> _Prompt_
Rewrite the lines below as a numbered list, leaving out the blank lines and the pictures.

> _Information shown_
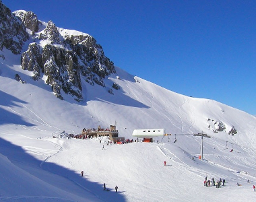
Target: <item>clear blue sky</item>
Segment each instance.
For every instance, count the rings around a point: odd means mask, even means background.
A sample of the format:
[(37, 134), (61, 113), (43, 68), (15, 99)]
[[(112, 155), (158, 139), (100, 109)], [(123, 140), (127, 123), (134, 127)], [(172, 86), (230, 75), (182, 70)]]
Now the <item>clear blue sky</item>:
[(256, 114), (256, 1), (2, 1), (92, 35), (131, 74)]

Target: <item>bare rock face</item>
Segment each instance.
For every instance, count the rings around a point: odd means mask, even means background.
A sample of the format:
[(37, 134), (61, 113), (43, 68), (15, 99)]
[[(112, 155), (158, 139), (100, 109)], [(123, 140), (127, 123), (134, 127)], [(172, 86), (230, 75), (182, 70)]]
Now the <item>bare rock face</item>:
[(5, 47), (20, 54), (24, 42), (30, 37), (33, 42), (21, 55), (21, 68), (32, 71), (35, 81), (44, 77), (57, 98), (63, 99), (62, 90), (82, 102), (82, 79), (106, 87), (104, 79), (116, 73), (114, 63), (92, 36), (63, 32), (52, 21), (47, 24), (40, 22), (32, 11), (12, 13), (1, 0), (0, 9), (3, 11), (0, 13), (0, 50)]
[(41, 47), (36, 43), (29, 44), (28, 50), (22, 55), (22, 69), (34, 73), (34, 80), (38, 80), (42, 66)]
[(25, 27), (30, 29), (32, 34), (38, 31), (40, 22), (38, 20), (36, 15), (32, 11), (17, 11), (14, 13), (22, 19)]
[(61, 44), (58, 29), (52, 21), (50, 20), (43, 32), (40, 33), (39, 39), (49, 40), (51, 44)]
[(29, 38), (26, 27), (1, 1), (0, 11), (0, 50), (6, 48), (13, 54), (20, 54), (24, 42)]

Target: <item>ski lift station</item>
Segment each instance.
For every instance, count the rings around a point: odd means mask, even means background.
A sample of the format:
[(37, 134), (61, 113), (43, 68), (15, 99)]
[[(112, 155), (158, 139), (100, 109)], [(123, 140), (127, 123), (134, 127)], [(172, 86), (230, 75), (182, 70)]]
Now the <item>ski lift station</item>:
[(135, 129), (133, 136), (137, 138), (143, 138), (144, 142), (153, 142), (153, 137), (164, 135), (164, 129)]

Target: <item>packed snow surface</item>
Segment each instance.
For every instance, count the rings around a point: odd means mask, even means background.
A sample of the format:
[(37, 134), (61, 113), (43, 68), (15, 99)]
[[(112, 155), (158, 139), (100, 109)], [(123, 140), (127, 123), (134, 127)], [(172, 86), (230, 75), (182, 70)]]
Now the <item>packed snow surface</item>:
[[(255, 201), (255, 117), (174, 93), (118, 67), (105, 79), (106, 86), (121, 86), (114, 95), (84, 81), (84, 103), (64, 94), (61, 100), (43, 80), (35, 81), (20, 69), (20, 56), (3, 50), (0, 201)], [(15, 73), (26, 83), (15, 81)], [(214, 133), (216, 122), (226, 130)], [(108, 145), (105, 137), (53, 137), (113, 124), (120, 137), (133, 142)], [(228, 135), (232, 126), (238, 133)], [(135, 142), (131, 136), (134, 129), (154, 128), (172, 135), (153, 143)], [(200, 133), (210, 136), (203, 138), (202, 160), (201, 137), (193, 135)], [(225, 185), (206, 187), (206, 176), (225, 179)]]

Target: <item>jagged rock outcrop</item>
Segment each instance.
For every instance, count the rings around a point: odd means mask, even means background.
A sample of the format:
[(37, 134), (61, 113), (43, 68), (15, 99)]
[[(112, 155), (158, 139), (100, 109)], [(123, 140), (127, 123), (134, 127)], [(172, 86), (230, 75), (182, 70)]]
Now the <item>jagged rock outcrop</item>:
[(24, 42), (29, 38), (26, 27), (1, 1), (0, 11), (0, 50), (5, 47), (13, 54), (20, 54)]
[(32, 11), (18, 11), (14, 12), (16, 16), (20, 17), (24, 22), (25, 27), (32, 31), (33, 35), (39, 29), (40, 21)]
[(49, 40), (52, 44), (60, 44), (61, 43), (58, 29), (55, 24), (51, 20), (48, 22), (47, 26), (44, 31), (40, 33), (38, 38), (40, 40)]
[(41, 47), (36, 43), (30, 44), (28, 50), (22, 55), (22, 68), (34, 73), (32, 78), (38, 80), (42, 66)]
[[(84, 99), (82, 79), (91, 85), (96, 83), (106, 87), (104, 79), (116, 73), (114, 63), (104, 55), (102, 46), (92, 36), (58, 28), (52, 21), (45, 26), (45, 23), (40, 22), (32, 11), (20, 10), (13, 12), (14, 15), (1, 2), (0, 5), (5, 10), (1, 15), (3, 19), (1, 23), (6, 28), (0, 30), (0, 33), (3, 34), (6, 30), (14, 28), (22, 30), (23, 33), (18, 48), (14, 48), (15, 40), (13, 39), (18, 35), (17, 32), (1, 40), (0, 48), (5, 46), (13, 49), (12, 51), (18, 50), (15, 54), (21, 53), (23, 45), (21, 42), (30, 36), (34, 42), (28, 44), (27, 50), (22, 53), (21, 67), (33, 72), (32, 77), (34, 80), (42, 77), (46, 78), (46, 83), (52, 86), (57, 97), (63, 99), (61, 94), (63, 90), (77, 102), (81, 102)], [(13, 19), (11, 21), (9, 20), (11, 18)], [(26, 28), (31, 32), (28, 30), (27, 33)], [(38, 32), (39, 30), (41, 31)]]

> _Written response_
1. Target: <item>clear blue sky</item>
2. Segment each instance.
3. For every instance, count the rings around a point: odd means mask, even means background.
4. A sample of the format:
5. [(37, 134), (61, 113), (43, 68), (15, 99)]
6. [[(112, 155), (158, 139), (100, 109)], [(123, 140), (127, 123), (134, 127)], [(172, 86), (230, 75), (182, 70)]]
7. Now the <item>clear blue sky</item>:
8. [(256, 114), (256, 1), (2, 1), (92, 35), (131, 74)]
9. Target: <item>bare rock face</item>
10. Segment each instance.
11. For every instance, count the rings around a point: odd means mask, even means background.
12. A sample of the format:
13. [(37, 134), (61, 113), (43, 68), (15, 99)]
14. [[(112, 155), (158, 139), (100, 109)], [(123, 140), (127, 123), (134, 127)], [(172, 86), (230, 75), (182, 70)]]
15. Now the <item>bare rock face</item>:
16. [(5, 47), (20, 54), (24, 42), (30, 37), (33, 42), (21, 55), (21, 68), (32, 71), (35, 81), (44, 77), (57, 98), (63, 99), (62, 90), (82, 102), (82, 79), (106, 87), (104, 79), (116, 73), (114, 63), (92, 36), (63, 32), (52, 21), (47, 24), (40, 22), (32, 11), (12, 13), (1, 0), (0, 9), (3, 11), (0, 13), (0, 50)]
17. [(41, 47), (36, 43), (29, 44), (28, 50), (22, 55), (22, 69), (34, 73), (34, 80), (38, 80), (42, 66)]
18. [(25, 27), (30, 29), (32, 34), (38, 31), (40, 22), (38, 20), (36, 15), (32, 11), (17, 11), (14, 13), (22, 19)]
19. [(61, 44), (58, 29), (52, 21), (50, 20), (43, 32), (40, 33), (39, 39), (49, 40), (51, 44)]
20. [(29, 38), (26, 27), (1, 1), (0, 11), (0, 50), (6, 48), (13, 54), (20, 54), (24, 42)]
21. Target: <item>ski lift station</item>
22. Segment each instance.
23. For every instance, count the rings around a point: odd means mask, even means background.
24. A sample of the format:
25. [(37, 134), (61, 113), (43, 68), (15, 99)]
26. [[(112, 155), (158, 139), (100, 109)], [(123, 140), (127, 123), (134, 127)], [(172, 86), (230, 75), (182, 70)]]
27. Now the <item>ski lift station</item>:
28. [(135, 129), (133, 136), (137, 138), (143, 138), (144, 142), (153, 142), (153, 137), (164, 135), (164, 129)]
29. Target: <item>packed snow surface</item>
30. Segment each instance.
31. For every instance, count the rings around a point: odd means mask, even means background.
32. A sample of the format:
33. [(37, 134), (61, 113), (43, 68), (15, 99)]
34. [[(112, 155), (158, 139), (100, 109)], [(123, 140), (127, 123), (134, 127)], [(172, 86), (230, 75), (182, 70)]]
35. Now the <item>packed snow surface</item>:
36. [[(255, 201), (255, 117), (174, 93), (118, 67), (105, 79), (106, 86), (121, 86), (114, 95), (84, 81), (84, 103), (64, 94), (61, 100), (43, 80), (35, 81), (20, 69), (20, 56), (3, 50), (0, 201)], [(15, 73), (26, 83), (15, 81)], [(214, 133), (216, 122), (226, 130)], [(108, 145), (105, 137), (53, 137), (113, 124), (120, 137), (133, 142)], [(228, 135), (232, 126), (238, 133)], [(135, 142), (131, 136), (134, 129), (154, 128), (172, 135), (153, 143)], [(200, 133), (210, 136), (203, 138), (202, 160), (201, 137), (193, 135)], [(225, 185), (206, 187), (206, 176), (225, 179)]]
37. Target: <item>jagged rock outcrop</item>
38. Segment each instance.
39. For every instance, count the rings around a point: odd means mask, even means background.
40. A sample of the format:
41. [(37, 134), (61, 113), (43, 68), (15, 99)]
42. [[(112, 155), (158, 139), (100, 109)], [(123, 140), (127, 123), (134, 127)], [(172, 86), (230, 75), (182, 70)]]
43. Now the <item>jagged rock outcrop</item>:
44. [(24, 42), (29, 38), (26, 27), (1, 1), (0, 11), (0, 50), (5, 47), (13, 54), (20, 54)]
45. [(32, 11), (18, 11), (14, 12), (16, 16), (20, 17), (24, 22), (25, 27), (32, 31), (33, 35), (39, 29), (40, 21)]
46. [(49, 40), (52, 44), (60, 44), (61, 43), (58, 29), (55, 24), (51, 20), (48, 22), (47, 26), (44, 31), (40, 33), (38, 38), (40, 40)]
47. [(41, 47), (36, 43), (30, 44), (28, 50), (22, 55), (22, 68), (34, 73), (32, 78), (38, 80), (42, 66)]
48. [[(84, 99), (82, 79), (91, 85), (96, 83), (106, 87), (104, 79), (116, 73), (114, 63), (104, 55), (102, 46), (92, 36), (58, 28), (52, 21), (45, 26), (45, 23), (40, 22), (32, 11), (20, 10), (13, 12), (14, 15), (1, 2), (0, 5), (5, 10), (1, 15), (3, 19), (1, 23), (6, 28), (0, 30), (0, 33), (3, 34), (6, 30), (14, 28), (22, 30), (23, 33), (18, 48), (14, 48), (15, 40), (13, 39), (18, 35), (17, 32), (1, 40), (0, 48), (5, 46), (13, 49), (12, 51), (18, 50), (15, 54), (21, 53), (23, 45), (21, 42), (30, 36), (34, 42), (28, 44), (27, 50), (22, 53), (21, 67), (33, 72), (32, 77), (34, 80), (42, 77), (46, 78), (46, 83), (52, 86), (57, 97), (63, 99), (61, 94), (63, 90), (77, 102), (81, 102)], [(13, 19), (11, 21), (9, 20), (11, 18)], [(26, 28), (31, 32), (28, 30), (27, 33)], [(38, 32), (39, 30), (41, 31)]]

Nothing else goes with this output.